### CONSIGNES ÉCRITES
(a) Selon le texte sur l'Occident chrétien, à quel siècle l'expression apparaît-elle dans la littérature historique et géographique occidentale ?
(b) Prolongez le texte sur l'Occident chrétien à partir de sa dernière phrase.

### TEXTE À LIRE
+---+

Aller au contenu

Occident chrétien

Un article de Wikipédia, l'encyclopédie libre.

L'expression Occident chrétien (western Christianity en anglais, soit « chrétienté occidentale ») apparaît au XIXe siècle dans la littérature historique et géographique occidentale pour définir un concept associant un territoire (regroupant l'Europe occidentale et l'Amérique) à l'Église catholique et au protestantisme qui en est issu. Plus récemment, l'expression Occident chrétien a pris une connotation géopolitique, servant à distinguer la civilisation d'origine ouest-européenne de toutes les autres[1].

Origine du concept

[modifier | modifier le code]

Ce concept s'est développé à partir des ouvrages de l'historien allemand Hieronymus Wolf au XVIe siècle qui opposent l'Empire romain d'Occident, l'Église de Rome et les États d'Europe occidentale à l'Empire romain d'Orient et à sa forme de christianisme orthodoxe (majoritaire dans le christianisme oriental)[2]. Toutefois, le concept, mais sans l'expression elle-même, est antérieur à Hieronymus Wolf et remonte au Moyen Âge : il trouve ses racines dans le vocabulaire des croisades et de la reconquista, dans l'opposition entre les croisés et les musulmans, et dans les revendications des chrétientés rivales d'Occident et d'Orient concernant la légitimité de l'héritage politique et religieux romain. Après l'émergence en Occident de l'Église catholique, les chancelleries papales développent des argumentaires qui magnifient les positions doctrinales et canoniques de cette Église, et rejettent la responsabilité de la séparation des Églises d'Orient et d'Occident sur la seule Église orthodoxe, dès lors qualifiée de schismatique : sa doctrine est qualifiée de dissidente, car elle n'inclut ni purgatoire, ni Filioque, ni célibat des prêtres, ni indulgences, ni primauté séculière du pape, qui sont des innovations de l'Église romaine.

+---+

### DOCUMENTS FOURNIS
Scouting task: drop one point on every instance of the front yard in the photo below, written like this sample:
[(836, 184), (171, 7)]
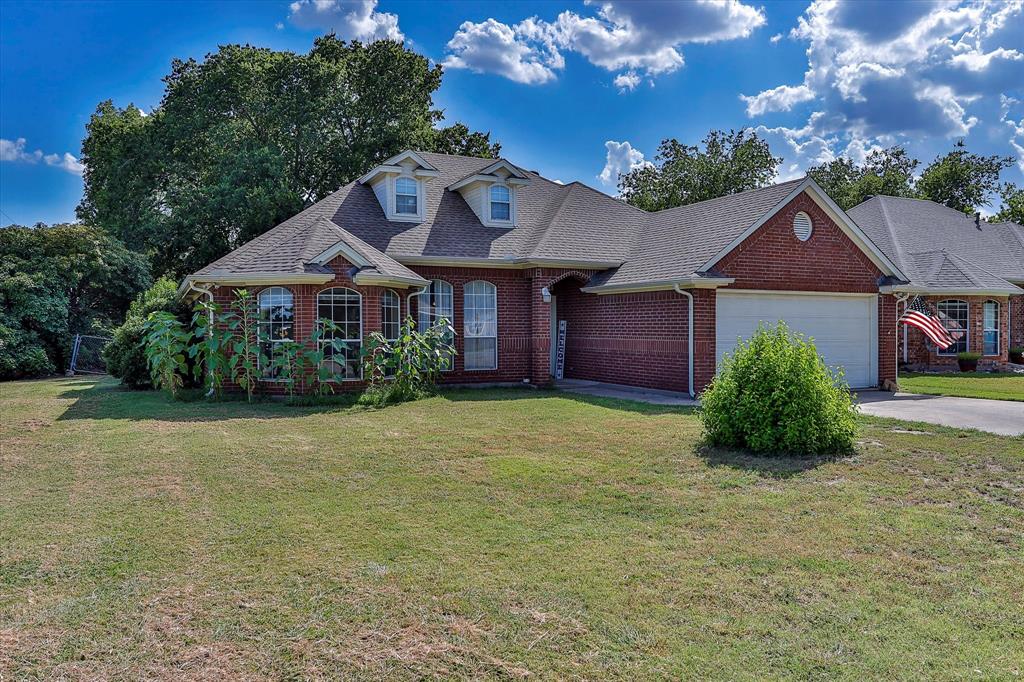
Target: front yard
[(497, 534), (998, 386)]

+---+

### RÉSULTATS DE L'EXERCICE
(a) Au XIXe siècle.

(b)
Comme l'Église de Rome revendique pour elle-même le Patrimonium Petri (l'« héritage de Saint-Pierre » dont les papes s'affirment seuls successeurs légitimes), les autres Églises sont délégitimées en Europe occidentale, ce qui rend moralement admissible pour la Quatrième croisade la mise à sac de Constantinople, pourtant ville chrétienne. À la suite de cela, le pillage de l'Empire byzantin et le partage de la Grèce entre États croisés (dits latins ou francs) sont « légitimés » par une réécriture de l'histoire dans les siècles suivants. Des milliers de lettrés occidentaux ont été formés dans cet esprit, au point d'occulter l'héritage grec, ne reconnaissant avoir retrouvé les savoirs antiques que chez les Arabes d'Espagne via Gerbert d'Aurillac (malgré les Vénitiens, les Génois et les Florentins qui puisaient directement aux sources byzantines grâce à des lettrés grecs tels Gemiste Pléthon, Georges de Trébizonde, Démétrius Chalcondylas, Jean Bessarion ou Jean Lascaris), sans se demander où les Arabes avaient eux-mêmes puisé ces savoirs. Jusqu'à Voltaire, qui, influencé par Jerôme Wolf, voyait en Byzance un « modèle d’obscurantisme religieux, fossoyeur des arts »[3]. Dans cette réécriture, très présente chez des auteurs comme Edward Gibbon, Charles George Herbermann[4] ou Michel Le Quien[5], l'Occident chrétien n'a plus de racines en Orient ni dans le judaïsme mais seulement dans le pontificat de Rome et dans la conversion et l'action des rois germaniques tels Clovis et Charlemagne.

Évolution du concept

[modifier | modifier le code]
L'« Occident chrétien » (en bleu) à l'époque des croisades.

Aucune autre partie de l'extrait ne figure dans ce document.